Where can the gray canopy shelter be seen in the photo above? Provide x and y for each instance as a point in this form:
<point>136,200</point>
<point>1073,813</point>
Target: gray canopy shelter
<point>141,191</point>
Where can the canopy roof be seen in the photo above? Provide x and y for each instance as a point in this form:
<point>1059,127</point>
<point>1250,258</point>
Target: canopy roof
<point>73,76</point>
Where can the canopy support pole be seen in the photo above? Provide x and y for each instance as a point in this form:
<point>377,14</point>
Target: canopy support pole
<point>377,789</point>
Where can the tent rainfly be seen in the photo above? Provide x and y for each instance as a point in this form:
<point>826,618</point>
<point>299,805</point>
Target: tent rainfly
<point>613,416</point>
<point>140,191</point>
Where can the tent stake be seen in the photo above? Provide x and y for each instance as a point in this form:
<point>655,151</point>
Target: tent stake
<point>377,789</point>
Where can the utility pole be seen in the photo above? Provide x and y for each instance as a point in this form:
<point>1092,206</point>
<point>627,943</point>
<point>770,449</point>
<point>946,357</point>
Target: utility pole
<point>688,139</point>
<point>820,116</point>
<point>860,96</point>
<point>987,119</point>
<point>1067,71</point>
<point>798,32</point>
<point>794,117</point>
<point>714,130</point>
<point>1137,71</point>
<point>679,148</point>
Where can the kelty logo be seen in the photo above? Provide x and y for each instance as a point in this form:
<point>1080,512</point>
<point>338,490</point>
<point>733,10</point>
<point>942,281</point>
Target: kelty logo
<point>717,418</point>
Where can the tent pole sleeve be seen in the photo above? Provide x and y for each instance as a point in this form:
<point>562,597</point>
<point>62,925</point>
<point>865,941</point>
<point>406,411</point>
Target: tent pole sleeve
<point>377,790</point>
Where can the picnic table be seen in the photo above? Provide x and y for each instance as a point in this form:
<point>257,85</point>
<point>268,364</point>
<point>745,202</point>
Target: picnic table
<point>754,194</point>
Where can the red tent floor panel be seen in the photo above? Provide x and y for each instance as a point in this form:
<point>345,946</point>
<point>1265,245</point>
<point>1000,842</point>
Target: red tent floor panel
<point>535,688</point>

◇ ◇ ◇ ◇ ◇

Only the lines from the one with "<point>257,85</point>" through the final line above should be repeated, each exactly as written.

<point>257,85</point>
<point>268,364</point>
<point>745,202</point>
Target: picnic table
<point>754,194</point>
Where can the red tent floor panel be seen in the photo above? Provide x and y for each instance as a point in this form:
<point>345,946</point>
<point>1265,245</point>
<point>1000,842</point>
Target: red tent floor panel
<point>535,688</point>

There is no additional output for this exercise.